§ **Data records**:
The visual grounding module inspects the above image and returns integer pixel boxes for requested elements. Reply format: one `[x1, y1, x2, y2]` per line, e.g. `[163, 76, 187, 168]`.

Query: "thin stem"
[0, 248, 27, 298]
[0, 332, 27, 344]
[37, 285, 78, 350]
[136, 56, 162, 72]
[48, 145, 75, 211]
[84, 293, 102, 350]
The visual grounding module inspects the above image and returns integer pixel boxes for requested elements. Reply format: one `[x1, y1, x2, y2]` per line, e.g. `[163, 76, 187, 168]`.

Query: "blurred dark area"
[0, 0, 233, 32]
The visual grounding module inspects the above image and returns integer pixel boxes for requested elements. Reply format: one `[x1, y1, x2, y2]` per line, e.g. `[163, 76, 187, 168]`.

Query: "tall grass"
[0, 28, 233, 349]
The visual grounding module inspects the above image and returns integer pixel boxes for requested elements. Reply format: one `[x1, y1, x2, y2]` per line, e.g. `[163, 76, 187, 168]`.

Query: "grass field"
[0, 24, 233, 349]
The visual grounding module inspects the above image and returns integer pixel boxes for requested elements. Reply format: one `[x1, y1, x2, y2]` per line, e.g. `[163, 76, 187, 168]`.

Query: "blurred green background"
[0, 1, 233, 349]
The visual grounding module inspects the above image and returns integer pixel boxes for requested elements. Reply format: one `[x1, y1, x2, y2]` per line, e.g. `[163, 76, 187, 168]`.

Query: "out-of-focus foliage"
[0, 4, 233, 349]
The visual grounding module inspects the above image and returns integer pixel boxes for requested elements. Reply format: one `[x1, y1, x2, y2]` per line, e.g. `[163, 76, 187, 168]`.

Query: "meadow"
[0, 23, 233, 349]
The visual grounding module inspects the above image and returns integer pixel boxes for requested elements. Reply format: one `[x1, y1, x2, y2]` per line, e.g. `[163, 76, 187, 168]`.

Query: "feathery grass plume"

§ **What the task asks**:
Repeat each line of the data exactly, missing none.

§ **Completed exercise**:
The visual grounding module inspects the above image and returns integer pixel boxes for requested elements. Reply format: one `[x1, y1, x2, y2]` per line, e.g. `[163, 76, 187, 168]`.

Query: "thin stem"
[0, 248, 27, 298]
[0, 332, 27, 344]
[37, 285, 78, 350]
[136, 56, 162, 72]
[48, 145, 75, 211]
[84, 293, 102, 350]
The visual grounding module inspects the above image and returns integer pixel boxes for requested elements. Reply format: one `[x1, y1, x2, y2]` per line, e.g. `[163, 76, 187, 168]`.

Query: "blurred dark area"
[0, 0, 233, 32]
The visual grounding module inspects the above image and returns integer pixel boxes for requested elements. Reply format: one `[x1, y1, x2, y2]` per line, e.g. `[163, 76, 187, 168]`.

Query: "tall grass"
[0, 28, 233, 349]
The visual grounding module inspects the above image and returns integer pixel boxes for requested elements. Reply format: one `[x1, y1, x2, y2]` per line, e.g. `[163, 76, 187, 168]`.

Query: "grass field"
[0, 24, 233, 349]
The visual grounding module inspects the above image and returns integer pixel boxes for requested elements. Reply format: one `[x1, y1, x2, y2]` per line, e.g. `[163, 76, 187, 168]`.

Query: "blurred green background"
[0, 1, 233, 349]
The visual grounding module inspects the above image and returns integer pixel boxes for requested elements. Reply format: one `[x1, y1, x2, y2]` per line, e.g. `[163, 76, 187, 168]`.

Query: "out-of-focus foliage"
[0, 4, 233, 349]
The visual grounding module inspects the above image and returns integer pixel boxes for requested elements. Reply format: one `[x1, y1, x2, y2]` per line, e.g. `[163, 76, 187, 168]`.

Query: "meadow"
[0, 23, 233, 349]
The visual grounding module inspects the above image and returns integer pixel boxes for requested elements. Reply format: one `[x1, y1, x2, y2]` per line, e.g. `[163, 76, 187, 168]`.

Query: "feathery grass plume"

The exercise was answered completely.